◆ **Given task**: Your task is to write out the complete listing exactly as it is shown.

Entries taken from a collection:

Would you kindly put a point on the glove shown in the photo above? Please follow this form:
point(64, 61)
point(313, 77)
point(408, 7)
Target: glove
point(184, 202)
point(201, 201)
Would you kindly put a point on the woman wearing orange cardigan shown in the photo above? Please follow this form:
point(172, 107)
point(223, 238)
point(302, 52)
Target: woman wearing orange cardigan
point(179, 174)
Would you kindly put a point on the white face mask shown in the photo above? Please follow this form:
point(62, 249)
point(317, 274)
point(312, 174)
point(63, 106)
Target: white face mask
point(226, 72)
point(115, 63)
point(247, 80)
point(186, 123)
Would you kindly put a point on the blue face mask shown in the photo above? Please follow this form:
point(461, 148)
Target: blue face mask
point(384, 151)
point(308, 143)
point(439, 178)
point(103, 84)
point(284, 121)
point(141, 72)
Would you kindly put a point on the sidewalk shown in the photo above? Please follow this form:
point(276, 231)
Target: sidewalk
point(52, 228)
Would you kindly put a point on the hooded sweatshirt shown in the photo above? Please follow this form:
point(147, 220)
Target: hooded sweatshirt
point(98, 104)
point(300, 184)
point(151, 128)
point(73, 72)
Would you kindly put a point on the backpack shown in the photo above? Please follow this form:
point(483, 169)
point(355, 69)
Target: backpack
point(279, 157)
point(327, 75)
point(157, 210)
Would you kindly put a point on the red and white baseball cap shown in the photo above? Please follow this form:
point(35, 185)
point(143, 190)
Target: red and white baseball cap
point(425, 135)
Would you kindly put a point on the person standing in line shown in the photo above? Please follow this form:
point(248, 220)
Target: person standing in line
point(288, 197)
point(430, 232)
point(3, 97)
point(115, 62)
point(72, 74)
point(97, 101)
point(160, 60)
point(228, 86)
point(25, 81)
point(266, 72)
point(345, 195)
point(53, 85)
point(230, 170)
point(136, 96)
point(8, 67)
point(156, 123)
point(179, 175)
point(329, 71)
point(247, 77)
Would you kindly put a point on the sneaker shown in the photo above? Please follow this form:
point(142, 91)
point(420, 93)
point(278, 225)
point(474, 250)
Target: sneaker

◆ **Full answer**:
Would you kindly put a point on the glove shown in the photo above? Please follow this form:
point(64, 61)
point(313, 77)
point(408, 7)
Target: glove
point(184, 202)
point(201, 201)
Would you kindly put a point on the woman wearing orange cardigan shown in the photo above? Please follow this form:
point(172, 107)
point(223, 238)
point(302, 52)
Target: woman wearing orange cardigan
point(179, 174)
Would you kindly put a point on the white face mask shown in the photo above? Please follow this form:
point(62, 249)
point(317, 274)
point(312, 174)
point(63, 106)
Target: white face mask
point(226, 72)
point(115, 63)
point(247, 80)
point(186, 123)
Would you kindly put a point on the blue face mask shown in the photo above? Please follow this form:
point(461, 148)
Target: blue face mask
point(384, 151)
point(308, 143)
point(439, 178)
point(103, 84)
point(284, 121)
point(141, 72)
Would you kindly put a point on the sidewalk shown in the photo above? Please follow this form:
point(276, 231)
Target: sidewalk
point(52, 228)
Would you kindly put a point on the hooded sweatshirt shown in the photo above? Please follow this form:
point(147, 220)
Target: hooded sweatshirt
point(98, 104)
point(300, 184)
point(151, 128)
point(73, 72)
Would you kindly put a point on the backpack shown in the photo above? Please follow this form:
point(483, 169)
point(355, 69)
Target: backpack
point(279, 157)
point(327, 75)
point(157, 210)
Would you kindly put a point on the red and white baseball cap shown in the photo above? Please follow this form:
point(35, 185)
point(143, 190)
Target: red and white baseball cap
point(425, 135)
Would you kindly put a point on the person standing in line shown in the photo above? Please follow this form:
point(248, 220)
Target: person standing in line
point(288, 197)
point(430, 232)
point(3, 97)
point(115, 62)
point(72, 74)
point(97, 101)
point(160, 60)
point(228, 86)
point(25, 81)
point(266, 72)
point(345, 195)
point(53, 85)
point(230, 170)
point(136, 96)
point(8, 67)
point(156, 123)
point(179, 175)
point(329, 71)
point(247, 77)
Would you kindly put a point on the sneaker shown in the photo above? Please follow this form:
point(142, 91)
point(420, 93)
point(278, 225)
point(474, 250)
Target: sneaker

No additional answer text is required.